▶ [Directive] Arrange the material below, from the line containing "weathered stone wall, one point per instance." through the line containing "[[285, 147]]", as a two-column CSV headed text and keypoints. Each row pairs a Guideline line with the coordinate list that follows it, with each value in a single quoted field and any line breaks replaced by spaces.

>> start

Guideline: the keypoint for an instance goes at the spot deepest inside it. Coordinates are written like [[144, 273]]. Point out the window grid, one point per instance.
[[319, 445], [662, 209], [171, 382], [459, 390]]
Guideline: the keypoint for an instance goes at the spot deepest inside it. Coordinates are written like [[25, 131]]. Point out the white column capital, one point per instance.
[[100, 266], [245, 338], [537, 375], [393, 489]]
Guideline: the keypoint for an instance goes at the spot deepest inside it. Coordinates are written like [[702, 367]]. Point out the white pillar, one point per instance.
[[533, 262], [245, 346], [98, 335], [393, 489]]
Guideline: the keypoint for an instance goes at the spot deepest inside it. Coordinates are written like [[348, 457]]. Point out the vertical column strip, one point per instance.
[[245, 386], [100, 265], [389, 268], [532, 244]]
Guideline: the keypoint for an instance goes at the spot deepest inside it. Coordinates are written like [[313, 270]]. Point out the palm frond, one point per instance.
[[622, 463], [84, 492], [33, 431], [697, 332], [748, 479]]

>> end
>> start

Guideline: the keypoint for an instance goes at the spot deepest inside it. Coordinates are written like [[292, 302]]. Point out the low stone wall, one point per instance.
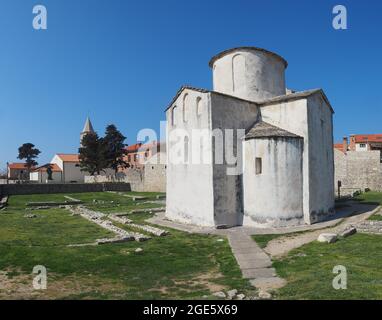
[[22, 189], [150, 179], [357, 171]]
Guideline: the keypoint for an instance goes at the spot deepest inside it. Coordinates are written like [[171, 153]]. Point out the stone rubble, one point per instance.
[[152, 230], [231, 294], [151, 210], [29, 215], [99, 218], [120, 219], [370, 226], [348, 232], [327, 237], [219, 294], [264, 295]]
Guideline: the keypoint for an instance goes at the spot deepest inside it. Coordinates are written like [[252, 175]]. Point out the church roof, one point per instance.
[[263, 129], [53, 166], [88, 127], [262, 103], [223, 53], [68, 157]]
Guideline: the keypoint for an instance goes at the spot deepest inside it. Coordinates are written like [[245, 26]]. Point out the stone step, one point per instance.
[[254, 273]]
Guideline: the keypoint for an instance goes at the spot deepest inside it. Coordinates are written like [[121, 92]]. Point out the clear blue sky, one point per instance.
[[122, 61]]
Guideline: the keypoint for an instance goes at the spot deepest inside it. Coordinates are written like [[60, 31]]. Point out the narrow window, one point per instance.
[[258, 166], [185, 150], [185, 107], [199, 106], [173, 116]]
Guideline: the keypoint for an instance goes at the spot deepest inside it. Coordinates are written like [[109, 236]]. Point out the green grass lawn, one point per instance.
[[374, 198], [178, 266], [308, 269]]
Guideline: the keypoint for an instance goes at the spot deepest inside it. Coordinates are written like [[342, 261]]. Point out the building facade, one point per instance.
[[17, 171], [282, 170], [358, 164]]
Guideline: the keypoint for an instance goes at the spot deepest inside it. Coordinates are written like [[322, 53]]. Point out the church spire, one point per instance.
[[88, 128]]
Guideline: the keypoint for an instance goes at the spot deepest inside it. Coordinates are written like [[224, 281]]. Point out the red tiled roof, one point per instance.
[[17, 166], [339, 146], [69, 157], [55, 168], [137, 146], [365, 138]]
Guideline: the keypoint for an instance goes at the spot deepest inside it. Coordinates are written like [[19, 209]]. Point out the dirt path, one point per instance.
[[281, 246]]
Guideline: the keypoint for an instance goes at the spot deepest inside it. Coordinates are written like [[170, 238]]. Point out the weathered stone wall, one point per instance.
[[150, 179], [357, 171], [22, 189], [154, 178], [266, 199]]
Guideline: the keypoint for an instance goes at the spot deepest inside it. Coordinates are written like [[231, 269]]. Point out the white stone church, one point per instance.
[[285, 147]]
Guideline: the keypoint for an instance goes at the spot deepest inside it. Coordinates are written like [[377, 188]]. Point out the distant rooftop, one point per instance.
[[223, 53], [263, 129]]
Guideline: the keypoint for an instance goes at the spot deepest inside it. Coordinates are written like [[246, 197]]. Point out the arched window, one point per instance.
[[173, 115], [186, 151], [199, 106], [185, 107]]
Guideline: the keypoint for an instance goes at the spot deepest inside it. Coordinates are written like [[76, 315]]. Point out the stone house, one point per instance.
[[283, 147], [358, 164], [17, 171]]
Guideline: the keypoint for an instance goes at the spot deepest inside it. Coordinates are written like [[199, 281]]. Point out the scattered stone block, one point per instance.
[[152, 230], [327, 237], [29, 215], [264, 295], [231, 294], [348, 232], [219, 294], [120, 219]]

>> end

▶ [Written solution]
text,keypoints
"Guideline: the keypoint for an instance goes at the spot deepest inside it. Coordinates are written like [[170, 238]]. Point out the weathered stone wall, one point per instance.","[[150, 179], [357, 171], [22, 189], [154, 178], [266, 199]]"
"Guideline: the keypoint for an instance goes at the spot deepest inside it. Coordinates are written like [[231, 269]]. Point out the white stone church, one point per instance.","[[285, 147]]"